**Your task:**
Please output exactly the part of the records below that opens with the line containing "Pick out a point on every instance of the black watch" and closes with the line containing "Target: man's ear", both lines included, and nothing else.

**Records shown:**
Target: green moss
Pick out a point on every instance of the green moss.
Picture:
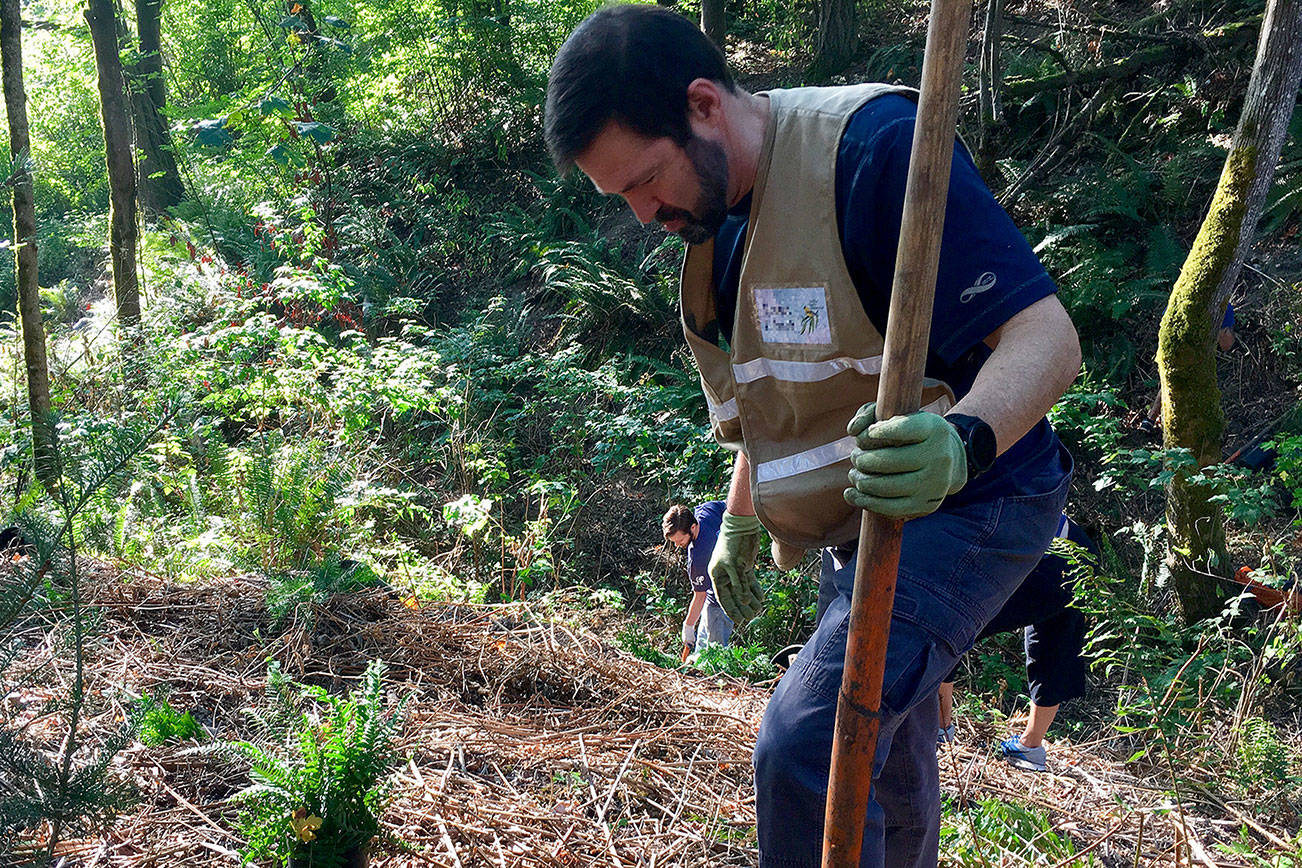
(1190, 404)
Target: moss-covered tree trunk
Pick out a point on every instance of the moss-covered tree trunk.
(159, 178)
(25, 242)
(1186, 349)
(102, 17)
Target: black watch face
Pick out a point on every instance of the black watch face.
(983, 447)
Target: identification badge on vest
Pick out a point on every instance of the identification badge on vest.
(793, 315)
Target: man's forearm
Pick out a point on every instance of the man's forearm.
(698, 603)
(1035, 358)
(738, 489)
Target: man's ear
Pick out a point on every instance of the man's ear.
(705, 100)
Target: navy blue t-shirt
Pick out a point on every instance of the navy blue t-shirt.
(987, 270)
(708, 518)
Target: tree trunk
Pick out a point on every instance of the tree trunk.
(100, 14)
(25, 244)
(159, 178)
(1186, 354)
(837, 38)
(712, 21)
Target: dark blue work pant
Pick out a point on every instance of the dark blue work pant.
(957, 566)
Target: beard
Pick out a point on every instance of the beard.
(710, 163)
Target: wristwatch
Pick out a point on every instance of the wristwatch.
(979, 443)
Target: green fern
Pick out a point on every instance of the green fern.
(319, 756)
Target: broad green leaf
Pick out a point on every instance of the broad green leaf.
(314, 130)
(212, 133)
(275, 106)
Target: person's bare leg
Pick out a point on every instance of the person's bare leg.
(947, 704)
(1037, 724)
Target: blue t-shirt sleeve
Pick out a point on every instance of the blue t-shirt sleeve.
(708, 519)
(987, 268)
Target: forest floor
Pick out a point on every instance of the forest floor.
(531, 741)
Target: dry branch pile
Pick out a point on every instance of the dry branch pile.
(529, 745)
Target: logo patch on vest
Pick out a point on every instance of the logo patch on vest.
(793, 315)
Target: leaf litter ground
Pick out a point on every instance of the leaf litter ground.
(530, 743)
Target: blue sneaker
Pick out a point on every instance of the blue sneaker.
(1030, 759)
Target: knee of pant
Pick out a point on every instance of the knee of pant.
(777, 754)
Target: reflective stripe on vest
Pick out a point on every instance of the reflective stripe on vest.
(802, 371)
(819, 457)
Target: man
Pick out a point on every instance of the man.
(697, 531)
(1055, 634)
(790, 203)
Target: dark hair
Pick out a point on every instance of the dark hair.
(678, 519)
(629, 64)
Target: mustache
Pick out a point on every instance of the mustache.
(665, 214)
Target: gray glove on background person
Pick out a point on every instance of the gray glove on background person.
(732, 568)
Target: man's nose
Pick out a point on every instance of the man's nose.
(645, 207)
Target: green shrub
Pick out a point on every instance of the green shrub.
(319, 769)
(158, 722)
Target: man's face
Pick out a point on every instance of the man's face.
(685, 189)
(682, 539)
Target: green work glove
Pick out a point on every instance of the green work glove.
(906, 465)
(732, 568)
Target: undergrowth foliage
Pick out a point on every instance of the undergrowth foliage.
(60, 780)
(319, 769)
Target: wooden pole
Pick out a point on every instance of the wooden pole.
(899, 392)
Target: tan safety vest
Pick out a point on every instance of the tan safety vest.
(803, 355)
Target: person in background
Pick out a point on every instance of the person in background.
(697, 530)
(1055, 634)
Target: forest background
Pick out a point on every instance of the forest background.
(383, 349)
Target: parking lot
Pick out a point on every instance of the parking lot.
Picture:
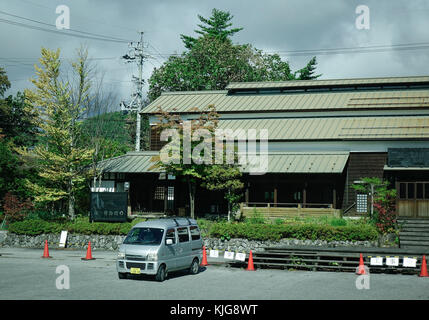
(25, 275)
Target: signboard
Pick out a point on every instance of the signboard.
(229, 255)
(361, 202)
(214, 254)
(409, 262)
(240, 256)
(109, 206)
(63, 239)
(392, 261)
(408, 157)
(376, 261)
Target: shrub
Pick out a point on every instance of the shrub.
(256, 217)
(296, 231)
(14, 208)
(336, 222)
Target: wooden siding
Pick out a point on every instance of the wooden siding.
(155, 142)
(362, 165)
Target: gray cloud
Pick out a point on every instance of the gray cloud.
(274, 26)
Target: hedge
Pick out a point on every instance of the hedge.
(80, 226)
(359, 232)
(251, 231)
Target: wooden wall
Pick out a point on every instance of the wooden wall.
(365, 164)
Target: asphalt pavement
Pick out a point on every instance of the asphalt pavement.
(25, 275)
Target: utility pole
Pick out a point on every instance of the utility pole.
(136, 55)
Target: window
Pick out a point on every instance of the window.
(195, 233)
(419, 190)
(144, 236)
(159, 193)
(361, 202)
(171, 234)
(402, 191)
(414, 190)
(183, 234)
(410, 192)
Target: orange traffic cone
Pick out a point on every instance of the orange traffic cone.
(250, 266)
(204, 262)
(424, 270)
(361, 268)
(46, 251)
(88, 253)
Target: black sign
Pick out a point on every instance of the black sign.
(109, 206)
(408, 157)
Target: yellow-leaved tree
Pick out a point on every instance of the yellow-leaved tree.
(60, 105)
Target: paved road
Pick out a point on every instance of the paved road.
(24, 275)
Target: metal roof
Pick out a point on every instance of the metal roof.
(341, 128)
(132, 162)
(306, 162)
(183, 102)
(278, 162)
(333, 82)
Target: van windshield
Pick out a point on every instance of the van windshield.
(144, 236)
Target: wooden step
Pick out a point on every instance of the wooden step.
(416, 243)
(413, 234)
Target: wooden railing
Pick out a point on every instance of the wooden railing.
(287, 205)
(279, 210)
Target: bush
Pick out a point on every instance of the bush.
(46, 215)
(223, 230)
(256, 218)
(295, 231)
(14, 208)
(80, 226)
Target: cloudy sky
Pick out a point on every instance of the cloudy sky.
(396, 43)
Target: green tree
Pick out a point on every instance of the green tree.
(225, 178)
(192, 172)
(17, 121)
(383, 202)
(59, 105)
(212, 61)
(216, 26)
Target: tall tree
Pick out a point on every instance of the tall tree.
(192, 172)
(60, 106)
(215, 26)
(212, 61)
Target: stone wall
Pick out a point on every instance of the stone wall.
(112, 242)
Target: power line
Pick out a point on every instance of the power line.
(83, 18)
(72, 30)
(59, 32)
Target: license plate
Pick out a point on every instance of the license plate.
(135, 270)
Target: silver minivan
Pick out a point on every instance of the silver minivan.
(156, 247)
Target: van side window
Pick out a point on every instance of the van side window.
(195, 233)
(171, 234)
(183, 234)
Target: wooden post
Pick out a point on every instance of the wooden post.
(304, 196)
(275, 197)
(334, 198)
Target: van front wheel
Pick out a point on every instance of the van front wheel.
(195, 267)
(161, 274)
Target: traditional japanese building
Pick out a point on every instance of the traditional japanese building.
(323, 136)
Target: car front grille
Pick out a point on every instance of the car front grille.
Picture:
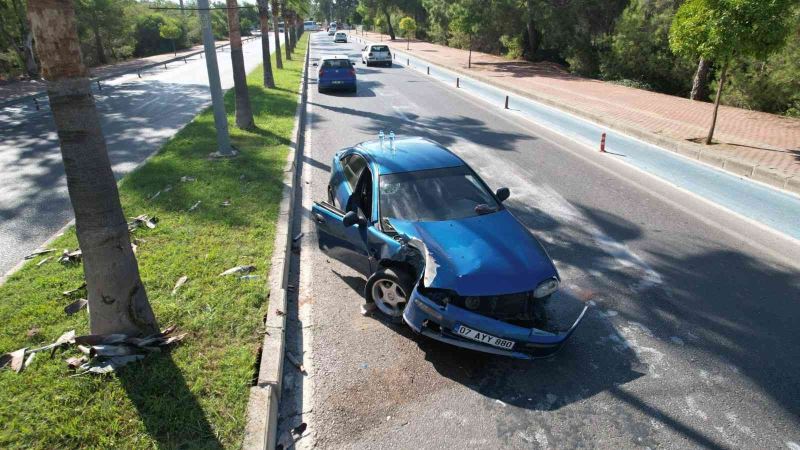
(510, 307)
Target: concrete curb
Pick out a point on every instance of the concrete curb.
(43, 92)
(763, 174)
(262, 407)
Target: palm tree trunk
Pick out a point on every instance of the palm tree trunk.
(98, 41)
(117, 299)
(244, 115)
(716, 103)
(275, 29)
(287, 44)
(263, 18)
(389, 23)
(700, 81)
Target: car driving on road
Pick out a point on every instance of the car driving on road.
(376, 54)
(439, 248)
(336, 72)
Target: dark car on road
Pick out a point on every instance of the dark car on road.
(439, 248)
(336, 72)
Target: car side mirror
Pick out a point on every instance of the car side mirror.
(503, 194)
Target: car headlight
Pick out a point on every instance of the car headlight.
(439, 296)
(546, 288)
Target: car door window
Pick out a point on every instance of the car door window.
(353, 166)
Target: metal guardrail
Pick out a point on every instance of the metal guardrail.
(43, 93)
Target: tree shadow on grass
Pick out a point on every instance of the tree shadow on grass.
(169, 410)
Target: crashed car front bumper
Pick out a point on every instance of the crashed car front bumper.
(438, 322)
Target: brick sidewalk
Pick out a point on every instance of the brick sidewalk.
(766, 141)
(10, 91)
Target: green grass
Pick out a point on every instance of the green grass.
(196, 395)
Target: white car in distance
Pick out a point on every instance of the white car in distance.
(376, 54)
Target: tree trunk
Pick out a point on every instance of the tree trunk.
(534, 35)
(263, 18)
(117, 299)
(716, 103)
(700, 81)
(287, 44)
(275, 30)
(469, 60)
(244, 115)
(29, 56)
(98, 41)
(389, 26)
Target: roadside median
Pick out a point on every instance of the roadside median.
(212, 216)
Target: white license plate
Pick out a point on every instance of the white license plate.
(480, 336)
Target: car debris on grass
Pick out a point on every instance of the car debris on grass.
(71, 257)
(238, 269)
(142, 220)
(102, 353)
(181, 281)
(39, 252)
(76, 306)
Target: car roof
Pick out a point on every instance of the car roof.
(408, 154)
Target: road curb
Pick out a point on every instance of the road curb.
(738, 167)
(262, 406)
(43, 92)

**Answer section:**
Pick out a point on every instance of the black watch face.
(983, 447)
Target: identification badge on vest
Pick out a point on every instance of the identification badge on vest.
(793, 315)
Target: man's forearm
Pick out a point on every instance of the man's forearm.
(698, 603)
(1035, 358)
(738, 489)
Target: man's ear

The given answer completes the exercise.